#### [Предоставленный фрагмент]
>>>>>
В центре этой публикации сложная тема — попытка поговорить о расстрелах и об убиенных с теми, кто их расстреливал. Неформальная встреча Льва Эммануиловича Разгона и Григория Ивановича Ниязова — об этом, о принципиальной непереводимости двух языков — жертвы и палача.
Я встречал десятки и сотни людей, прошедших через тюрьмы и лагеря. Я прочитал десятки книг: воспоминаний, исследований. Ни от кого из людей и ни из одной книги я не узнал: как убивали?
В самом деле, как? Как убивали немецкие фашисты, известно во всех, самых мельчайших подробностях. Как забирали, вели, копали могилы, убивали газом, пулей, как уничтожали трупы — всё известно.
А вот как убивали наши? Как расстреливали людей в 1937‑м, 1938‑м и дальше? Старая классическая картина: гараж, мотор заведённый, чтобы заглушить выстрелы, пуля в затылок, грузовик с несколькими трупами, вывезенными куда‑то за город, — всё это кустарщина, существовавшая только до 1937 года. А дальше дело шло об убийствах тысяч людей, десятков тысяч. Количество осуждённых на «десять лет отдалённых лагерей без права переписки» исчислялось цифрой со многими нулями. Ну, где‑то можно было пускать в ход такие экзотические средства массовых убийств, как потопление барж с осуждёнными. Но не везли же людей из Тамбовщины во Владивосток для того, чтобы их убить? Очевидно, всё было проще?
Об этом я думал постоянно, думал годами. И чем дальше во времени уходило от меня проклятое прошлое, тем меньше оставалось надежды раскрыть эту тайну. Что для этого требуется? Встретиться хоть с одним палачом. Ну, расстрельщиком, исполнителем — я не знаю, как они, убивающие, официально назывались. И не просто встретиться, а узнать от него, как это происходило.
Ниязов и оказался тем, кого я все годы искал, с кем хотел встретиться.
<<<<<
Фрагмент набора данных
>>>>>
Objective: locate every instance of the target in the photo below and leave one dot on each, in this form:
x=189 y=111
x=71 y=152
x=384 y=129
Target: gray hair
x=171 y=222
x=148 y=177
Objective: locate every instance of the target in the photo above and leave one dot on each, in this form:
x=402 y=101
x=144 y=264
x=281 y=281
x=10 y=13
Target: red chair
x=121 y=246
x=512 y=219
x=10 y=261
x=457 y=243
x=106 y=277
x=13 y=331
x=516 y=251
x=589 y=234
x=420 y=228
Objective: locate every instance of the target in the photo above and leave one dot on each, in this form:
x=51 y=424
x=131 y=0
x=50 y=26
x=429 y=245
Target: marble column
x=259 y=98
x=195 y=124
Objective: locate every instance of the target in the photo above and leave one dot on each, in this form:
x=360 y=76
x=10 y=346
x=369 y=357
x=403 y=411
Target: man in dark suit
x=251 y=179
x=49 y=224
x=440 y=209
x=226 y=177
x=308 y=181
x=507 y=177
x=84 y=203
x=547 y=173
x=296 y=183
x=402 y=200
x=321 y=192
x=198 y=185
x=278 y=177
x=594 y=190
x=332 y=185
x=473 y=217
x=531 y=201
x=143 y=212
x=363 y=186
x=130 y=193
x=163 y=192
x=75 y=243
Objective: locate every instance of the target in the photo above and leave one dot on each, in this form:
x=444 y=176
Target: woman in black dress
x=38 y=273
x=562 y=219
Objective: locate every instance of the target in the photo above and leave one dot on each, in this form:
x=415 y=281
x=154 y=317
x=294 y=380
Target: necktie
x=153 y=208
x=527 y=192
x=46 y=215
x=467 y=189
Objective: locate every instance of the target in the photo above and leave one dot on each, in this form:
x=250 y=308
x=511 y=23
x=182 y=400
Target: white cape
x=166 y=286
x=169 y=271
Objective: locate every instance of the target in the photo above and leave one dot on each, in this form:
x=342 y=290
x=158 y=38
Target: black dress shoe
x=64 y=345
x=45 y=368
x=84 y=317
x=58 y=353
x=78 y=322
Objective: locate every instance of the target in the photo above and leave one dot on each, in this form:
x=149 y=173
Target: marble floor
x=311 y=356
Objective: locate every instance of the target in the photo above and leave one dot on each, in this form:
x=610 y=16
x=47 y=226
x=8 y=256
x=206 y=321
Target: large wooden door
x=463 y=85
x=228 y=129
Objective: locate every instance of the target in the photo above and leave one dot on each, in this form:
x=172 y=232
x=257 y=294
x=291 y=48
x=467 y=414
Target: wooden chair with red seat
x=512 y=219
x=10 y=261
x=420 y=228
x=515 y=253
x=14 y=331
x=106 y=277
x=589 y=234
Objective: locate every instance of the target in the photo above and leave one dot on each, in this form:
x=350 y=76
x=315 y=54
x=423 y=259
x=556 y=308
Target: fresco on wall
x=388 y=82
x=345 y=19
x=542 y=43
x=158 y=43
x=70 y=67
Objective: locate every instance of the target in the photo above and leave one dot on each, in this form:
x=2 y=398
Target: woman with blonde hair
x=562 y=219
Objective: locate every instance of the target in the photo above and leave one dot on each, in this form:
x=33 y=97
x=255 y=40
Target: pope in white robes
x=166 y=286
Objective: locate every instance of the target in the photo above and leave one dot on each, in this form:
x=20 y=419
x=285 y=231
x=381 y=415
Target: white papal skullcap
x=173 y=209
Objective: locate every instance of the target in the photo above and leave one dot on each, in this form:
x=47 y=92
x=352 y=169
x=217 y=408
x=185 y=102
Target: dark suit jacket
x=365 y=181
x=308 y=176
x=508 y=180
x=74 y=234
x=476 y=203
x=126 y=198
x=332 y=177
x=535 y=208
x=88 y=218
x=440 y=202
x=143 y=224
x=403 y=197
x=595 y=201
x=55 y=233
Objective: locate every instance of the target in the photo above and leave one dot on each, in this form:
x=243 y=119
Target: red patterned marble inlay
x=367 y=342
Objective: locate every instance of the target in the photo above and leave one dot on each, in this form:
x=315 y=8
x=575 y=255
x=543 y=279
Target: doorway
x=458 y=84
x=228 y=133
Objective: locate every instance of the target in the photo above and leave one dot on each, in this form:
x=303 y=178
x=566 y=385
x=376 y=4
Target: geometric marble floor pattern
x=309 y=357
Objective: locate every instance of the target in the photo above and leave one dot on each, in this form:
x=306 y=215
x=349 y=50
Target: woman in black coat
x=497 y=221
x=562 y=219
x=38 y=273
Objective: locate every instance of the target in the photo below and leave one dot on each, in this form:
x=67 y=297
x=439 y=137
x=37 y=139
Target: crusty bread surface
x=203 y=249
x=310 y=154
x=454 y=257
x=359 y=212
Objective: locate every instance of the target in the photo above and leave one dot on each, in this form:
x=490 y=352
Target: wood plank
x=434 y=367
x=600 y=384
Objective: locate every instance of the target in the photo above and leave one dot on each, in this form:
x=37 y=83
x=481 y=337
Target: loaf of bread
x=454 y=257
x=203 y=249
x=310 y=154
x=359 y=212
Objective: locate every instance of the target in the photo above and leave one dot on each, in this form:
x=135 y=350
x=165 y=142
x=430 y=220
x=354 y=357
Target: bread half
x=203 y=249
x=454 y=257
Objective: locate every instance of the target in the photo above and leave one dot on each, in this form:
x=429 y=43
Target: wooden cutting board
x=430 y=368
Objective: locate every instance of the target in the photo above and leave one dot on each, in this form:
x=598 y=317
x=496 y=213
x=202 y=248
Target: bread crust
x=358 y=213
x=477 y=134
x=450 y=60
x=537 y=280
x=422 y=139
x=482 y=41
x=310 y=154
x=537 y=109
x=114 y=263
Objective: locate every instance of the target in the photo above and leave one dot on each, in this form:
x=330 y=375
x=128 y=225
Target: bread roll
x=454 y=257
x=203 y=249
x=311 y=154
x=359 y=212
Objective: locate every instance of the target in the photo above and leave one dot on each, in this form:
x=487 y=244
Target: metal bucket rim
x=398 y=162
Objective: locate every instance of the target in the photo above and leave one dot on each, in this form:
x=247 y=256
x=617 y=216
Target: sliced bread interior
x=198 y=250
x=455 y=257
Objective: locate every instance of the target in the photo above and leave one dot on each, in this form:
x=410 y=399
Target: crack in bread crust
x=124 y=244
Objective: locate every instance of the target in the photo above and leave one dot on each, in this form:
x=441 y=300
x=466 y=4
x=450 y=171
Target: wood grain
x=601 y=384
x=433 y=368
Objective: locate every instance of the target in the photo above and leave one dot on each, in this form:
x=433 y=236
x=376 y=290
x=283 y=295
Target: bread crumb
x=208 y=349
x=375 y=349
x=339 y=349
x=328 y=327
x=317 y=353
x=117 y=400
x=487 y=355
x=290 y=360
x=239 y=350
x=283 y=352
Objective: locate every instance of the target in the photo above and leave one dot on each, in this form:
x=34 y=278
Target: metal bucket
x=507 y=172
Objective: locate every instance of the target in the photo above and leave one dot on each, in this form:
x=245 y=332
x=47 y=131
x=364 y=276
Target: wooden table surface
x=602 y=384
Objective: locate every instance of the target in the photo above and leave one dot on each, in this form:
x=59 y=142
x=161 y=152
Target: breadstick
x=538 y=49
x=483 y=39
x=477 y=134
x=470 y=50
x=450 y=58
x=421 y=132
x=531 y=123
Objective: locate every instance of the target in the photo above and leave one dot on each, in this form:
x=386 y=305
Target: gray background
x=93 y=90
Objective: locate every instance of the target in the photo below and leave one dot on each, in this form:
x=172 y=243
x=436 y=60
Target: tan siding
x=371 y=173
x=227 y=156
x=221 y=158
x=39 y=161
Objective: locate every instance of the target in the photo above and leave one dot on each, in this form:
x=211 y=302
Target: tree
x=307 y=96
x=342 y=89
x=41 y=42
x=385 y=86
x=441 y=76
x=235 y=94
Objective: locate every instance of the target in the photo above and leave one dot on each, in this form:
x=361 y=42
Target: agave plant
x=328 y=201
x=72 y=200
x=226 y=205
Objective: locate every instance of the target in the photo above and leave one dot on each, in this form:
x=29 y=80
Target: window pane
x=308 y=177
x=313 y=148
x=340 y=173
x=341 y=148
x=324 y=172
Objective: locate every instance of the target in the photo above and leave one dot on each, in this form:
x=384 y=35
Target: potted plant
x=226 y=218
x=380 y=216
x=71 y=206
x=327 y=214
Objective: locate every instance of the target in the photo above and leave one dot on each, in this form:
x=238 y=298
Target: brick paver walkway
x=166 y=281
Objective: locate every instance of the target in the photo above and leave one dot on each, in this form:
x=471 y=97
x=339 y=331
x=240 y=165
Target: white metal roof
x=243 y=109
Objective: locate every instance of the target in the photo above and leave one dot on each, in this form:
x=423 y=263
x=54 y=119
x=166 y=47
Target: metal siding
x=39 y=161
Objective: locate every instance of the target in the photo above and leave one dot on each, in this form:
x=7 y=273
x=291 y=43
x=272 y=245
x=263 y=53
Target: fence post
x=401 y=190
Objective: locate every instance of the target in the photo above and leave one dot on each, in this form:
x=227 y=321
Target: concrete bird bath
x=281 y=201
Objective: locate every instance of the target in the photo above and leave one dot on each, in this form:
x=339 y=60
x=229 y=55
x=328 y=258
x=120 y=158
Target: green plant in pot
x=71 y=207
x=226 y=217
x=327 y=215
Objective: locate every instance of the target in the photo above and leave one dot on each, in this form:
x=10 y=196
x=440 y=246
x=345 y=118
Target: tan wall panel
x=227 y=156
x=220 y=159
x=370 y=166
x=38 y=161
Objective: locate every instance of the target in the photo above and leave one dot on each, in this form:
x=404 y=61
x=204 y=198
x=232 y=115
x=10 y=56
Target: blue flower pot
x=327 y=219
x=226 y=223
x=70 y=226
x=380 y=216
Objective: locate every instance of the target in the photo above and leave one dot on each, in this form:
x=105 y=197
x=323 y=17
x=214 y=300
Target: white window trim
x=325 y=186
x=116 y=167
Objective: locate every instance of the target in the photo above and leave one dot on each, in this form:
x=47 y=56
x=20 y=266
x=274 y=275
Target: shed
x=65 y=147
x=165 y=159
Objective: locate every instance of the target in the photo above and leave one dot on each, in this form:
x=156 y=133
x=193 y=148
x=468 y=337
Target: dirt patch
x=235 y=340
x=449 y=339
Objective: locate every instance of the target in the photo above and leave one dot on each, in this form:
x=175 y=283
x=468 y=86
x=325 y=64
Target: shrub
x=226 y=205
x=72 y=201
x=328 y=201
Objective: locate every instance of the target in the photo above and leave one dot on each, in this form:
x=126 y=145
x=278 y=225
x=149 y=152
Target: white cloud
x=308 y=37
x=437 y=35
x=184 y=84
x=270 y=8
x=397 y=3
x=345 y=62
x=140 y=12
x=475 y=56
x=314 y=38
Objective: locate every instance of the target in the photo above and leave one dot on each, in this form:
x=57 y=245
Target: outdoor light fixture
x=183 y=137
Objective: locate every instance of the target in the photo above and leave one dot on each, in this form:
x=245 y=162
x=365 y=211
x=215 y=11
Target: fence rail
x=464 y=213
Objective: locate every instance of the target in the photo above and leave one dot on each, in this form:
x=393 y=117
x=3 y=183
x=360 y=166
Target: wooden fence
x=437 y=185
<<<<<
>>>>>
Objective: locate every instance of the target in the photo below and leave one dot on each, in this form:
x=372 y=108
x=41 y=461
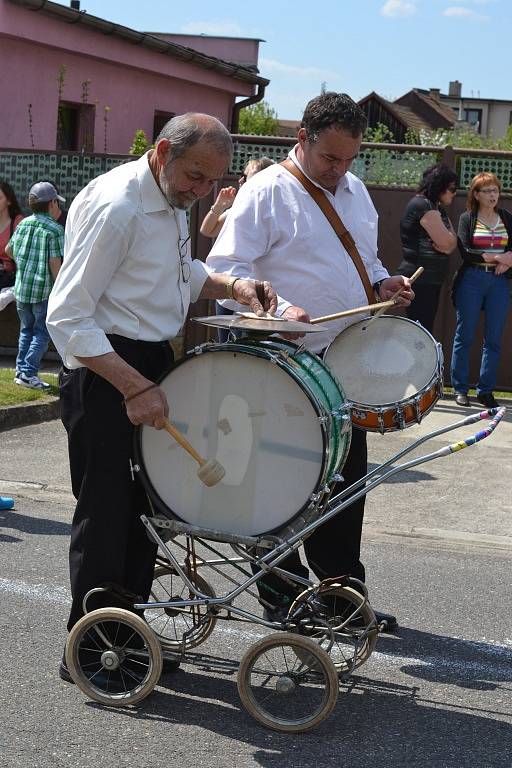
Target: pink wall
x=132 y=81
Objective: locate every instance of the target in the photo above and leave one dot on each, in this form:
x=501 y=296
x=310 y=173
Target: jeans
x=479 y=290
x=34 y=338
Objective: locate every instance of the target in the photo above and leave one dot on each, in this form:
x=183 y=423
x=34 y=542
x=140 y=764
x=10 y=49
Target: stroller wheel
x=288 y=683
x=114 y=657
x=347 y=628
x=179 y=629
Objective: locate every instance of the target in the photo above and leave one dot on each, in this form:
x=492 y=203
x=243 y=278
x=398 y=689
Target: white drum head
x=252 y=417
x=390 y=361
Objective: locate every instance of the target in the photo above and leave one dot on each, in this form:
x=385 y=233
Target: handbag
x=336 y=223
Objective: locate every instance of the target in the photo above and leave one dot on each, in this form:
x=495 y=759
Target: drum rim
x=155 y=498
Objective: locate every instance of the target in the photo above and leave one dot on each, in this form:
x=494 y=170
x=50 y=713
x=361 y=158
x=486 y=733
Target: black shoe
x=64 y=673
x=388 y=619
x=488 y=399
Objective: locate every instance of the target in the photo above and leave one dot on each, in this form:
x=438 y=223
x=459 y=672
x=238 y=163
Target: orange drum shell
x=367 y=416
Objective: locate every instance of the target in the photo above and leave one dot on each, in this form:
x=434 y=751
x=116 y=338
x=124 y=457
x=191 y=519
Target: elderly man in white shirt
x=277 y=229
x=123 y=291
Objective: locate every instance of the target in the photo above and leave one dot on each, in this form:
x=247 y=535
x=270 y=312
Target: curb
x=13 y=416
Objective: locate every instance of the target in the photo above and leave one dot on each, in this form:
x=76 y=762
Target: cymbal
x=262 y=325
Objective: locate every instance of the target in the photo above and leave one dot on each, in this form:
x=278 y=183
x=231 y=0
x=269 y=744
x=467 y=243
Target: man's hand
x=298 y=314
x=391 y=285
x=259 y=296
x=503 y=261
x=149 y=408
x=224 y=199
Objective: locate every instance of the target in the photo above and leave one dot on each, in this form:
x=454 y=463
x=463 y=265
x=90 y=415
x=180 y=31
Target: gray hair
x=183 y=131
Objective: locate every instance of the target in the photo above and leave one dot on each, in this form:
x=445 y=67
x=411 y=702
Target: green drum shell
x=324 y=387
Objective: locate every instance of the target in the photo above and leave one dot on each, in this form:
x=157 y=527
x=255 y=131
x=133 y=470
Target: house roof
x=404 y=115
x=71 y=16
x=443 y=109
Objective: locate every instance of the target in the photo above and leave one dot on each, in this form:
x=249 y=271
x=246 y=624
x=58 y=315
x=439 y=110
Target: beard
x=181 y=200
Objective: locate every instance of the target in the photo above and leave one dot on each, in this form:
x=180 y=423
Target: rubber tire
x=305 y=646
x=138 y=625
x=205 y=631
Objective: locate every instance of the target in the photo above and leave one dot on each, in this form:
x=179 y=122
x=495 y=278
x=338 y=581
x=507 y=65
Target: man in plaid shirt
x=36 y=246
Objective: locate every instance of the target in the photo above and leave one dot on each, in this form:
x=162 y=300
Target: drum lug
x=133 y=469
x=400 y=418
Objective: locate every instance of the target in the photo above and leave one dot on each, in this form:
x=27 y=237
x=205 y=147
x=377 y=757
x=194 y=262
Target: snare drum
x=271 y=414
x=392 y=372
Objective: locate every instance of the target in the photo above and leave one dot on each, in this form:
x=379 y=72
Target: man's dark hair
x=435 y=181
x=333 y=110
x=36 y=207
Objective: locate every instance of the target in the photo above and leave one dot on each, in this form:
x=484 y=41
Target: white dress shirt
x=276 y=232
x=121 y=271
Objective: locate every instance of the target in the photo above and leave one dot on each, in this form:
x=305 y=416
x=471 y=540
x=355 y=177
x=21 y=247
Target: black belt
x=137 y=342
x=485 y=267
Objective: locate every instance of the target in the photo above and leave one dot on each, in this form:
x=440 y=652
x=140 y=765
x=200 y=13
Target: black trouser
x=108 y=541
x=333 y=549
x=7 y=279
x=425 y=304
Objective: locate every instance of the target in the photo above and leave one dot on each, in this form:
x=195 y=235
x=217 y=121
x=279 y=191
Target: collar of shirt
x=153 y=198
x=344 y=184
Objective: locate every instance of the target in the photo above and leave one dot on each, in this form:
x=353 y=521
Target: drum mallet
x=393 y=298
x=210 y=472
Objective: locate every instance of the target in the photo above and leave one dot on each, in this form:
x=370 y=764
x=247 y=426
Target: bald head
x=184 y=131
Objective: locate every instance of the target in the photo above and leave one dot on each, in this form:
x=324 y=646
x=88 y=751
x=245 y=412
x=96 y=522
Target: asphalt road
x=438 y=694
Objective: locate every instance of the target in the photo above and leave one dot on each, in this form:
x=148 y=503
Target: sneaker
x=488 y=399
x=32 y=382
<<<<<
#### [Вопросы и задания]
- 1) Чья неформальная встреча названа во фрагменте о расстрелах?
- 2) Перепишите часть фрагмента о расстрелах, заменив «грузовик» на «автомобиль». Начните с места, где стоят слова «В самом деле, как?», и остановитесь после слов «всё было проще?».
- 3) Подхватите повествование фрагмента о расстрелах и продолжите его после последнего приведенного предложения.

#### [Итоговые ответы]
- 1) Встреча Льва Эммануиловича Разгона и Григория Ивановича Ниязова.

- 2)
В самом деле, как? Как убивали немецкие фашисты, известно во всех, самых мельчайших подробностях. Как забирали, вели, копали могилы, убивали газом, пулей, как уничтожали трупы — всё известно.
А вот как убивали наши? Как расстреливали людей в 1937‑м, 1938‑м и дальше? Старая классическая картина: гараж, мотор заведённый, чтобы заглушить выстрелы, пуля в затылок, автомобиль с несколькими трупами, вывезенными куда‑то за город, — всё это кустарщина, существовавшая только до 1937 года. А дальше дело шло об убийствах тысяч людей, десятков тысяч. Количество осуждённых на «десять лет отдалённых лагерей без права переписки» исчислялось цифрой со многими нулями. Ну, где‑то можно было пускать в ход такие экзотические средства массовых убийств, как потопление барж с осуждёнными. Но не везли же людей из Тамбовщины во Владивосток для того, чтобы их убить? Очевидно, всё было проще?

- 3)
Вот и встретился. Я не могу объяснить, чем было вызвано такое раскрытие Ниязова передо мной. С другими в больнице он никогда об этом не говорил и вообще сказал мне, что я — первый, кому он все это рассказывает. Вот я оказался симпатичным этому больному палачу. Он ко мне совершенно искренне привязался и, кажется, был огорчён, что, уходя из больницы, я не оставил ему свой телефон, не записал его адрес...
Мне и Ниязову разрешили гулять почти одновременно. И я обрадовался этому, я хотел этого, потому что была в Ниязове какая‑то загадка, томившая меня с тех пор, как он, уличив нашу докторшу в том, что ему недодали какое‑то обследование, гордо сказал:
— От меня не спрячешься! У меня глаз — чекистский!
Прогулочный двор в Институте кардиологии похож на тюремный. Он окружён высокими домами, высокой стеной, из него нет никакого выхода на улицу, во внешний мир. Собственно, это два соединённых двора, и в часы прогулок по ним движутся обычным тюремным кругом пары и одиночки выведенных на прогулку.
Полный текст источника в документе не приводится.